[[ STUDY MATERIAL, beginning ]]
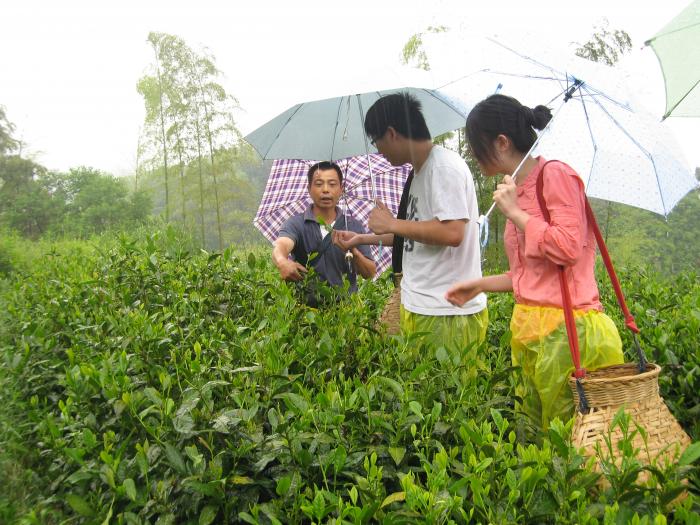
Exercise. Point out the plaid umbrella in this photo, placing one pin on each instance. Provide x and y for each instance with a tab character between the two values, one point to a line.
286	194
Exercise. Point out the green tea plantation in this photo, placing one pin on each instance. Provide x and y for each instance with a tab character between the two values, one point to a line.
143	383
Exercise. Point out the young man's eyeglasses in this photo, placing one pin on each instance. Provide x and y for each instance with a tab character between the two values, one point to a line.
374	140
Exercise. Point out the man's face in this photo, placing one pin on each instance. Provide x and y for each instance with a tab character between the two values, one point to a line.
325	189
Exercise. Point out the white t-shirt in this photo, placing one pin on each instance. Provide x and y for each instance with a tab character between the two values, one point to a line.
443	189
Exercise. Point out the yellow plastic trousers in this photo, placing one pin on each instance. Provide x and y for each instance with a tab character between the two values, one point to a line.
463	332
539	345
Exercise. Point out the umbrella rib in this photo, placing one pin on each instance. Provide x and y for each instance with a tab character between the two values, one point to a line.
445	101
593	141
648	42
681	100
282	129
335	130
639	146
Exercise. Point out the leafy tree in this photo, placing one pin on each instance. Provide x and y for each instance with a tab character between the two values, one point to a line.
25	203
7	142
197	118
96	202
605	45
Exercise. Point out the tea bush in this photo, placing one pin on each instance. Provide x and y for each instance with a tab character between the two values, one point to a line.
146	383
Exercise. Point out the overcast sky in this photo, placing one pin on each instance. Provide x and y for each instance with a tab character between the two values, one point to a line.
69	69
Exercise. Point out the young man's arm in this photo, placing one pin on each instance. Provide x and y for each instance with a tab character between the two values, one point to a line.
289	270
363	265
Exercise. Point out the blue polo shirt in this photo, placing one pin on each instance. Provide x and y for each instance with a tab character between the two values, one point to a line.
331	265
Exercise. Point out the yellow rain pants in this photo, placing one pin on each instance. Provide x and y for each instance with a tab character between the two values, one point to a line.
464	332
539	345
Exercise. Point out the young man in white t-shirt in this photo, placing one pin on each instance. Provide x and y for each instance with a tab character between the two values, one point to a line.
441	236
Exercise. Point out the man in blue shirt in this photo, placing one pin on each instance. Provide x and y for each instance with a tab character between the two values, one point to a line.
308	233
[[ STUDY MATERIAL, end ]]
The records above should be repeated exactly, with every picture omitted.

### SOLVED PROBLEM
Exercise. Point out the plaid umbrella in this photo, placing one pin on each instance. Provide x and y for each instance with a tab character between the two values, one point to a line.
286	194
Exercise. Point out the green tea plantation in this photo, placing one pin on each instance. Provide x and y for each instance with a tab character between the two values, one point to a line.
143	383
Exercise. Point out the young man's eyeglasses in this photo, placing one pin on each instance. Provide x and y for each instance with a tab character between the two values, one point to a line.
374	140
Exercise. Point out the man's face in this photo, placing one pin on each instance. Provide x and y for each instance with a tab character between the two values, one point to a line.
325	189
Exercise. Point out the white t-shirt in this photo, placing one pin on each instance. Provide x and y for each instance with a tab character between the two values, one point to a line.
443	189
Exercise. Point out the yellow plastic trousers in this photo, placing one pin on each instance. Provide x and y for each instance with a tab character between the two values, one point to a line.
463	332
539	345
Exercise. Point out the umbrella rib in this photo, placing one pin on each instance. Provide x and y for each instance with a tab character between the two values, one point to a line.
445	101
593	141
648	42
681	100
282	129
335	130
639	146
Exercise. Point out the leafy tree in this photo, placing one pin on each instance. Provide x and y for each instance with a tab character between the two values, one point to a line.
25	203
7	142
197	118
96	202
605	45
Exercise. Point out the tea bush in this photo, placing one pin on each instance. Provide x and y for each instance with a tab character between the two values, one point to a line.
146	383
Exercise. Point out the overcast sky in this photo, placing one pin on each instance. Provide x and y for each instance with a tab character between the two values, one point to a line.
69	69
Exercise. Point out the young man's arm in this photo, placing one pin on each instance. Provide x and y for each instance with a tab character between the two values, one point to a line.
289	270
363	265
Exercise. Point out the blue polo shirt in this photo, placing one pin on each instance. Provide x and y for each instance with a tab character between the two values, one point to a line.
331	265
Exercise. Point out the yellow rain pants in this photo, placing one pin on each instance. Provide x and y for each instance with a tab character between the two values, one point to a line.
464	332
539	345
Exercise. Point out the young man in white t-shirt in this photo, placing one pin on each instance. Provide x and y for each instance with a tab character between the two values, one point to a line.
441	236
Exercise. Point out the man in blue shirt in this photo, placing one pin on each instance. Provide x and y for each instance with a tab character between the two values, one point to a line.
308	233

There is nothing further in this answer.